PAGE ::
The UI thread runs a Looper, which you can also instantiate to run on your own threads. If the UI Looper does not get some CPU time within 5(?) seconds of a user event, you see the dreaded “Application Not Responding” (ANR) alert.
If you need to run short tasks that will not hold up the UI thread for too long, you can queue them to the Looper via Handlers (see the post and postAtTime methods). More time-consuming operations that cannot be split up into short-duration tasks should be relegated to a background thread.
Programmers familiar with Java from other platforms may be accustomed to using a TimerTask to schedule timed events, but these run on their own thread, so they are not safe for directly making UI calls. You can, however, call Activity.runonUiThread from a background thread.
Tasks And The Back Stack
A task is anything started by tapping an icon in the launcher. The launcher’s app tray is automatically populated with appropriate entries (i.e. main activities) from all installed apps, and these entries can be copied to home screens. It is also possible to add shortcuts to home screens. Typically a task is started in a new process, and if such a process is already running, then tapping the icon simply brings the existing process to the front. However, it is possible to alter both these behaviours.

REQUIRED ACTIONS ::
a: Name every method that the passage on the Android UI thread and tasks mentions.
b: Write the next part of the passage on the Android UI thread and tasks, picking up after its final sentence.
The records have nothing to do with this.

INFORMATION PROVIDED ::
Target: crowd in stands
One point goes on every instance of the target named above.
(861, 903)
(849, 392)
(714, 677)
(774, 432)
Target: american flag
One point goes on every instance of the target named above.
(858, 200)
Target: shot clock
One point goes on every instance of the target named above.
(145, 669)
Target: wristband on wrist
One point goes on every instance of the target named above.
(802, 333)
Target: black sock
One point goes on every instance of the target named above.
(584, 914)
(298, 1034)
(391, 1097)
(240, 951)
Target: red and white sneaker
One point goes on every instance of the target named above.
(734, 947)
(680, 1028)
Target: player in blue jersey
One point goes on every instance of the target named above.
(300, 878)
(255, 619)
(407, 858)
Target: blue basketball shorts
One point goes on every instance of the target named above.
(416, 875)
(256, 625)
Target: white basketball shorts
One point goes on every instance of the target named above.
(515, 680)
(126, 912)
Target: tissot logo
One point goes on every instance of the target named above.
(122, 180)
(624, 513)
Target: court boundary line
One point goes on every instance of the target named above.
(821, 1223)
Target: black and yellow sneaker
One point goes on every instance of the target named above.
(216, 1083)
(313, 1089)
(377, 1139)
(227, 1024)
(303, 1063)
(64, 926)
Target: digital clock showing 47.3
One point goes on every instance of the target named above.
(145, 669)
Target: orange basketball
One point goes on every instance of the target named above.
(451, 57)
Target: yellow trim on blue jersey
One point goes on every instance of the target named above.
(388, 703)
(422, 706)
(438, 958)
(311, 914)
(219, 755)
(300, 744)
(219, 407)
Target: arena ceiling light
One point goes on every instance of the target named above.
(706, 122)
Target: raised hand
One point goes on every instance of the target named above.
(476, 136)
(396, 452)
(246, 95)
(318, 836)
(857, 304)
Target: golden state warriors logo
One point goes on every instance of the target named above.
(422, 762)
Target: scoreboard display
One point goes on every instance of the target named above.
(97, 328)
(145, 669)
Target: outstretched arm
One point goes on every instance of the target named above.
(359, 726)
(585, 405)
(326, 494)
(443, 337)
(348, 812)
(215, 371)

--

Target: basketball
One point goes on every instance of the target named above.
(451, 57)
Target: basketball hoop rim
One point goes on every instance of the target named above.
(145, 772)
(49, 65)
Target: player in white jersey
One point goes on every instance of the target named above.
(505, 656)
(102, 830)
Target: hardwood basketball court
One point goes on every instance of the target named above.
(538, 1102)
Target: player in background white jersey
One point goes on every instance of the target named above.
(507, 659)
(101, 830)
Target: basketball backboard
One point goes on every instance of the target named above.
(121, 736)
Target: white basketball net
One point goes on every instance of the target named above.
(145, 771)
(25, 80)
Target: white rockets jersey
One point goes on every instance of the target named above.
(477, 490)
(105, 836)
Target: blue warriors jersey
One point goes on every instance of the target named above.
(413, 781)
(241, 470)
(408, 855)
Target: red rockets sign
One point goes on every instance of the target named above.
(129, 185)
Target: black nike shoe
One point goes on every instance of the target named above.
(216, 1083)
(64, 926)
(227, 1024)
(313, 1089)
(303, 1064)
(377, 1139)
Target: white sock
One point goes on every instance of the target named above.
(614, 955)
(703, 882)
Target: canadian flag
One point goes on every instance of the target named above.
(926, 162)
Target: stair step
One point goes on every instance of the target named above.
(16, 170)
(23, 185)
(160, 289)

OUTPUTS BY TASK ::
a: post, postAtTime, Activity.runonUiThread

b:
The first (root) activity in a task can launch additional activities as appropriate. Indeed, any application you write other than the very simplest is likely to consist of more than one activity. Tasks can also launch other, entirely separate tasks, the difference being that these show up in the recent-tasks list as separate entries, whereas app-internal activities do not. As each new activity is started, it becomes the topmost one visible to the user, and the one previously topmost has its UI deactivated. These additional activities usually run in the same process as the one that started them, but again, this behaviour can be varied.
Pressing the standard Android Back key normally terminates the topmost activity, and makes the previously-topmost one active. Terminating the root activity of a task terminates the task and returns the user to whatever task was running before (perhaps the launcher).
Activities within a task are never reordered as long as they are running; the only way to bring an activity that is not at the top of the back stack of a task to the top is to terminate all the activities above it in that task. However, tasks can be reordered, since any of the most recent eight tasks launched can be brought to the front at any time simply by leaning on the Home key and tapping on one of the entries that appear.
Activities are launched via some varient of the startActivity calls available to subclasses of a Context (which includes your own Activities). The main argument to each of these calls is an intent.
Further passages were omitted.